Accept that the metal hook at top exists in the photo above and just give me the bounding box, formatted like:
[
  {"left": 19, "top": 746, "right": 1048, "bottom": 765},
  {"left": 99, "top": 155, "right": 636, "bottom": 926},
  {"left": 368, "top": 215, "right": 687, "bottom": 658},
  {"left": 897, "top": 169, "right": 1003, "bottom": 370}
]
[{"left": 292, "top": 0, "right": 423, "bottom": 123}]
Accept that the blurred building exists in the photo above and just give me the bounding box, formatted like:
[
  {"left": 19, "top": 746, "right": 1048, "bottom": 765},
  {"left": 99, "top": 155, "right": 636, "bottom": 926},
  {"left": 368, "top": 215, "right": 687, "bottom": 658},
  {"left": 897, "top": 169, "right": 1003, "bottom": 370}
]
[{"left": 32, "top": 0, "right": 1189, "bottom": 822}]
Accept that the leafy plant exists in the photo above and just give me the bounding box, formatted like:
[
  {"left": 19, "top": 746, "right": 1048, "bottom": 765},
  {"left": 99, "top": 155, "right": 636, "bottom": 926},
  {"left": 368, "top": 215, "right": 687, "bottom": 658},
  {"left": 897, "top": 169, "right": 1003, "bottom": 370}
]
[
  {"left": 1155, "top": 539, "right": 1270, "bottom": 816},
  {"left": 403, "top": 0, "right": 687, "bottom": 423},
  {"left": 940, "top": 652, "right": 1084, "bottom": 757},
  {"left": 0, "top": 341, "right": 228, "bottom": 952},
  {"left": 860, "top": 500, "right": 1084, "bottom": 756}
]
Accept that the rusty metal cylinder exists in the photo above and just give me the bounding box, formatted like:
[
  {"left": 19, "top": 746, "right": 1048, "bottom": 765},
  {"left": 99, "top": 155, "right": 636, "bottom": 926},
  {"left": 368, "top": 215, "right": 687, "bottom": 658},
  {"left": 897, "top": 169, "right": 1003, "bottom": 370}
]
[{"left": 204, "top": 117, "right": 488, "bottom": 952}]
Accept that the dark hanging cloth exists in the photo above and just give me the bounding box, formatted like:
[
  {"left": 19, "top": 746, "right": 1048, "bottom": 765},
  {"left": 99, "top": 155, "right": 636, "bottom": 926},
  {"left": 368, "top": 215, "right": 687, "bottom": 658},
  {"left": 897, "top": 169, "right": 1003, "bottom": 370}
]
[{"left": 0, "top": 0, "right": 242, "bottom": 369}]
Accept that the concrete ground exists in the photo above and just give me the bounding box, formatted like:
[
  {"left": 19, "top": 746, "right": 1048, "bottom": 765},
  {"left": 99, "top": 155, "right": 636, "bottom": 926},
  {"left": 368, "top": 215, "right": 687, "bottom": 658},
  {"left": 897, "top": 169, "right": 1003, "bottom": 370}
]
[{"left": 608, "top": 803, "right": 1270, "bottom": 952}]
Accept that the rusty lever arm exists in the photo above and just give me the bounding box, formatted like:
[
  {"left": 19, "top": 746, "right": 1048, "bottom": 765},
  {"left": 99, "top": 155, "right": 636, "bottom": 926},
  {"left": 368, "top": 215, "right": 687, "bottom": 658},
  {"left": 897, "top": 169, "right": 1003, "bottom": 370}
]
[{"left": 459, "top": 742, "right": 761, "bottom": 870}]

# # #

OBJECTIVE
Reproduce all the lines above, switching each "bounding box" to "box coordinates" and leaving everything else unchanged.

TASK OUTPUT
Accept that the metal hook at top exists in the photo above and just give me the box coordinates, formatted like:
[
  {"left": 19, "top": 746, "right": 1048, "bottom": 765},
  {"left": 99, "top": 155, "right": 636, "bottom": 926},
  {"left": 368, "top": 215, "right": 687, "bottom": 658},
  {"left": 897, "top": 169, "right": 1003, "bottom": 370}
]
[{"left": 292, "top": 0, "right": 423, "bottom": 123}]
Accept that the blurred building exists in the photo above and just give me the box coordinates, formatted like:
[
  {"left": 19, "top": 746, "right": 1048, "bottom": 765},
  {"left": 99, "top": 155, "right": 636, "bottom": 926},
  {"left": 368, "top": 215, "right": 687, "bottom": 658},
  {"left": 897, "top": 169, "right": 1003, "bottom": 370}
]
[{"left": 32, "top": 0, "right": 1189, "bottom": 822}]
Accept that the leafy plant exists in the photo above and just give me the box coordinates, formatted like:
[
  {"left": 19, "top": 746, "right": 1048, "bottom": 765},
  {"left": 99, "top": 155, "right": 636, "bottom": 926},
  {"left": 368, "top": 215, "right": 687, "bottom": 658},
  {"left": 897, "top": 169, "right": 1003, "bottom": 370}
]
[
  {"left": 1155, "top": 539, "right": 1270, "bottom": 816},
  {"left": 403, "top": 0, "right": 687, "bottom": 423},
  {"left": 940, "top": 652, "right": 1084, "bottom": 757},
  {"left": 0, "top": 341, "right": 228, "bottom": 952},
  {"left": 860, "top": 500, "right": 1084, "bottom": 756}
]
Accept that the rusty metal cylinder exists in the photo above and just give me the box coordinates, formatted like:
[
  {"left": 19, "top": 746, "right": 1048, "bottom": 765},
  {"left": 99, "top": 155, "right": 636, "bottom": 926},
  {"left": 368, "top": 215, "right": 687, "bottom": 658},
  {"left": 897, "top": 169, "right": 1003, "bottom": 370}
]
[{"left": 204, "top": 117, "right": 488, "bottom": 952}]
Accept that the dark hanging cloth exists in the photo above and just give me the box coordinates, formatted like:
[
  {"left": 19, "top": 746, "right": 1048, "bottom": 765},
  {"left": 99, "top": 155, "right": 636, "bottom": 926},
  {"left": 368, "top": 215, "right": 687, "bottom": 658},
  {"left": 897, "top": 169, "right": 1003, "bottom": 370}
]
[{"left": 0, "top": 0, "right": 242, "bottom": 369}]
Accept that the concrete ground exists in the photo above and just give me the box coordinates, formatted like:
[
  {"left": 19, "top": 746, "right": 1048, "bottom": 765},
  {"left": 99, "top": 155, "right": 636, "bottom": 926},
  {"left": 368, "top": 215, "right": 687, "bottom": 658},
  {"left": 897, "top": 169, "right": 1003, "bottom": 370}
]
[{"left": 608, "top": 803, "right": 1270, "bottom": 952}]
Accept that the rusty lever arm exists in the photo above and just give me the box coordinates, formatted like:
[
  {"left": 19, "top": 746, "right": 1048, "bottom": 765},
  {"left": 99, "top": 155, "right": 636, "bottom": 926},
  {"left": 368, "top": 215, "right": 687, "bottom": 658},
  {"left": 897, "top": 169, "right": 1003, "bottom": 370}
]
[{"left": 459, "top": 742, "right": 761, "bottom": 870}]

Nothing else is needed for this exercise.